───── Source passage

Liquor and wine distributor Constellation Brands (NYSE:STZ) will report first-quarter 2008 financial results on Thursday. Let's belly up to the bar and see what's being served.

What analysts say:

  • Buy, sell, or waffle? Of the 14 analysts covering Constellation, 11 say they can hold their liquor, while two want to buy another round. One says he's had enough and rates it a sell.
  • Revenues. Sales are expected to fall 23% this quarter to $885.8 million as Constellation struggles with international wine sales.
  • Earnings. Profits are also expected to fall, being cut nearly in half from $0.31 a share last year down to $0.16 a stub this time around.

What management says:
It's not that Europe is becoming a continent of teetotalers, but Constellation's wine business is still cloudy, particularly in the U.K., where on a constant currency basis -- and without the addition of its Vincor acquisition -- sales declined 6%. That calls for a stiff drink. Fortunately, Constellation is moving into the premium-liquor market and has added a number of products that should allow it to compete more effectively against Brown-Forman (NYSE:BF-B) and Diageo (NYSE:DEO). For one, it recently acquired SVEDKA vodka, which showed 60% growth last year.

──────────

Exercise tasks:
A: In the earnings preview, what sales figure are analysts expecting for the quarter?
B: Print the earnings preview word for word from "Liquor and wine" to "what's being served.".
The rows that come next were drawn from a different source.

───── Information shown

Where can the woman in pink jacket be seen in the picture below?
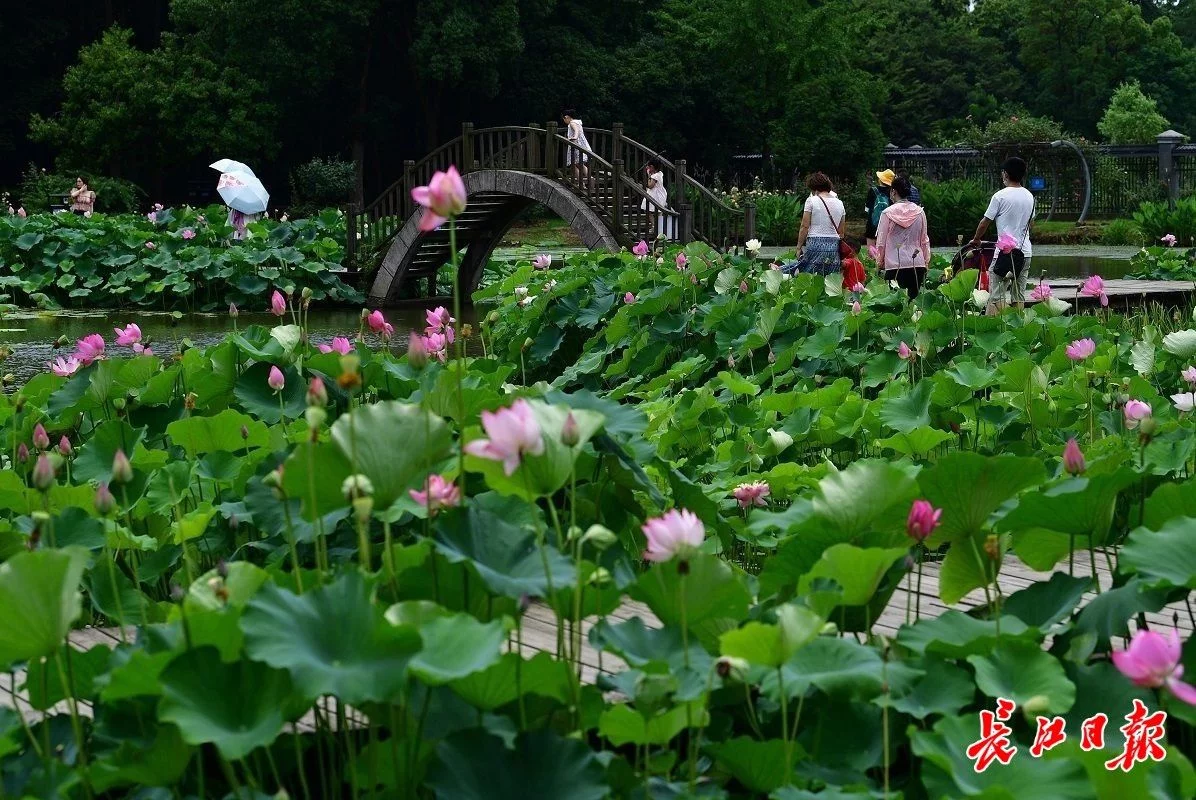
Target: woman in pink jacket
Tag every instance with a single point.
(903, 240)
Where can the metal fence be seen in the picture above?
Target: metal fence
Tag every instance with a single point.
(1122, 177)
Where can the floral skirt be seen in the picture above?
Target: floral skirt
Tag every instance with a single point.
(821, 256)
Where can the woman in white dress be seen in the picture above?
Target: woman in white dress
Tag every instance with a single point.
(578, 153)
(658, 205)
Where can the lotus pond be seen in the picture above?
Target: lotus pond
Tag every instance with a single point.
(319, 566)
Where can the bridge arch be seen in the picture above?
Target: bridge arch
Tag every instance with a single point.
(496, 197)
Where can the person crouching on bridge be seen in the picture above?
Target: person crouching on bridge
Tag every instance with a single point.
(578, 153)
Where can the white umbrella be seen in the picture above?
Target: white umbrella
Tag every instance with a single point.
(229, 165)
(243, 191)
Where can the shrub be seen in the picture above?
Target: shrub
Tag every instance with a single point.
(1157, 220)
(321, 183)
(1132, 117)
(953, 208)
(1121, 232)
(40, 190)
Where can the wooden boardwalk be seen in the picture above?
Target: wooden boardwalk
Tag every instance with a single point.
(538, 631)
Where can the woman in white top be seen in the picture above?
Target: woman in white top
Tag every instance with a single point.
(578, 153)
(822, 227)
(657, 202)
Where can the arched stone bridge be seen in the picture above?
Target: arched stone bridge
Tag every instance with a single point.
(505, 171)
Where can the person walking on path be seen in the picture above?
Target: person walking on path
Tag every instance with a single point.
(83, 199)
(903, 240)
(822, 227)
(876, 205)
(657, 202)
(1013, 211)
(578, 153)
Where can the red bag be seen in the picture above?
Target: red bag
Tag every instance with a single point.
(853, 272)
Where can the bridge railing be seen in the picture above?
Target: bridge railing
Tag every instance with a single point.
(616, 188)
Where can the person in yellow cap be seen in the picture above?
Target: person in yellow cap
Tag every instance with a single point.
(876, 205)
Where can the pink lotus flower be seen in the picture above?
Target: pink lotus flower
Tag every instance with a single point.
(1080, 349)
(1136, 411)
(65, 367)
(677, 533)
(438, 493)
(1073, 458)
(513, 432)
(90, 348)
(129, 336)
(41, 439)
(751, 494)
(1042, 293)
(340, 344)
(1094, 287)
(922, 519)
(443, 197)
(1153, 660)
(440, 322)
(437, 346)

──────────

Responses to the tasks:
A: $885.8 million, a 23% decline.

B:
Liquor and wine distributor Constellation Brands (NYSE:STZ) will report first-quarter 2008 financial results on Thursday. Let's belly up to the bar and see what's being served.